» Written exercise: Reproduce every item below word for word, omitting the pictures from your answer.

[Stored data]

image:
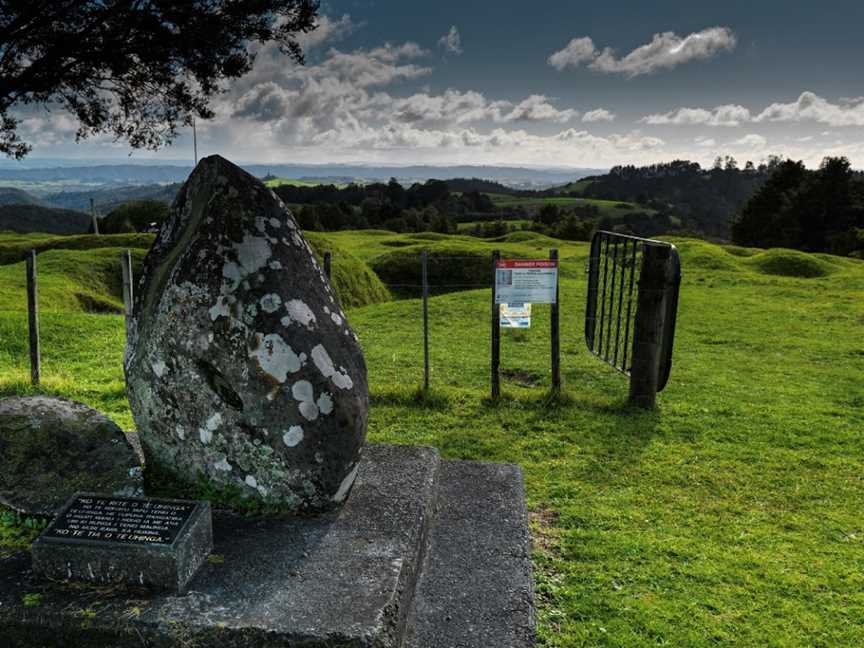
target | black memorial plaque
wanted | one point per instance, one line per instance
(122, 519)
(134, 540)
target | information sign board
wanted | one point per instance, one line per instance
(515, 315)
(526, 281)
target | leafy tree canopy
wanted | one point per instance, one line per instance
(133, 68)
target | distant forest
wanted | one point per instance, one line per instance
(779, 203)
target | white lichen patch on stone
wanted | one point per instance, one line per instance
(325, 403)
(303, 391)
(299, 313)
(325, 365)
(219, 309)
(205, 435)
(293, 436)
(253, 253)
(214, 422)
(274, 356)
(271, 302)
(346, 484)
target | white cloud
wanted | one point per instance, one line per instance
(727, 115)
(811, 107)
(597, 115)
(451, 42)
(751, 141)
(328, 31)
(538, 108)
(577, 51)
(666, 50)
(705, 142)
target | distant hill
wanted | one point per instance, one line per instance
(36, 218)
(465, 185)
(108, 199)
(705, 200)
(13, 196)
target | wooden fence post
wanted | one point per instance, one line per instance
(496, 332)
(556, 331)
(424, 257)
(649, 325)
(93, 217)
(33, 319)
(128, 296)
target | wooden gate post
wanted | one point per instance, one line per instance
(649, 325)
(33, 319)
(328, 262)
(424, 258)
(128, 296)
(496, 332)
(556, 331)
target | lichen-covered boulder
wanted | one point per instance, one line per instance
(240, 364)
(50, 448)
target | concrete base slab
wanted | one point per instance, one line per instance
(448, 536)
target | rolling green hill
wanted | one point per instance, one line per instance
(730, 516)
(37, 218)
(13, 196)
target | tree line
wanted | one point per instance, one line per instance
(818, 210)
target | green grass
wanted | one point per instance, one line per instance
(610, 208)
(280, 182)
(733, 515)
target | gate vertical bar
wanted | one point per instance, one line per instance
(556, 330)
(649, 325)
(425, 260)
(33, 319)
(496, 332)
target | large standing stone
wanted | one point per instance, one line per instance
(51, 447)
(240, 364)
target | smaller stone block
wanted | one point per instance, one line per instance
(99, 539)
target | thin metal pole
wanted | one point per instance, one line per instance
(603, 296)
(496, 332)
(556, 330)
(425, 260)
(33, 318)
(612, 280)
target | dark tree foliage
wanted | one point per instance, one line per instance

» Full output:
image:
target | black memorial plaque
wanted | one point per instance, one line per instance
(122, 519)
(134, 540)
target | information sign board
wanted | one point per instance, one line per instance
(515, 315)
(526, 281)
target | leafy tree canopy
wanted | one point per instance, one line per instance
(133, 68)
target | distant forest
wanted | one point per instance, one line per instance
(779, 203)
target | white lichen patch on stone
wanted | one point per instance, one line per instance
(325, 403)
(303, 391)
(299, 313)
(325, 365)
(219, 309)
(205, 435)
(293, 436)
(253, 253)
(214, 422)
(274, 356)
(271, 302)
(346, 484)
target | white cloud
wanted | one point per instance, one line per instance
(727, 115)
(811, 107)
(597, 115)
(451, 42)
(751, 141)
(328, 31)
(538, 108)
(577, 51)
(666, 50)
(705, 142)
target | distant hill
wanted | one point per instance, one line per instance
(36, 218)
(465, 185)
(108, 199)
(705, 200)
(13, 196)
target | wooden fence post
wanted | one point per instance, one line per instance
(496, 332)
(556, 331)
(424, 257)
(649, 325)
(93, 217)
(33, 319)
(128, 296)
target | wooden gate post
wanted | one point per instance, one line per instance
(649, 325)
(33, 319)
(328, 262)
(424, 258)
(128, 296)
(496, 332)
(556, 331)
target | lichen-covered boulder
wanted | one point per instance, one line per instance
(240, 364)
(50, 448)
target | concrete base slab
wanted | one point per instance, one line per instance
(448, 536)
target | rolling green hill
wanted | one point per instance, one line per instance
(730, 516)
(37, 218)
(13, 196)
target | tree line
wanted | one point per instance, one line per instance
(818, 210)
target | green grass
wanted | one point per instance, one line per instance
(610, 208)
(280, 182)
(733, 515)
target | gate vertical bar
wanted | one point per instance, one line per instance
(556, 330)
(649, 325)
(425, 260)
(33, 319)
(496, 332)
target | large standing stone
wanted | one point per instance, one line per instance
(51, 447)
(240, 364)
target | smaller stone block
wanted | one point per instance, one line per instance
(99, 539)
target | thin metal pole
wanted | one point per instance, one line per instance
(603, 296)
(496, 332)
(556, 330)
(425, 260)
(33, 318)
(612, 280)
target | dark tree foliage
wanted | one point per instance, one line per instance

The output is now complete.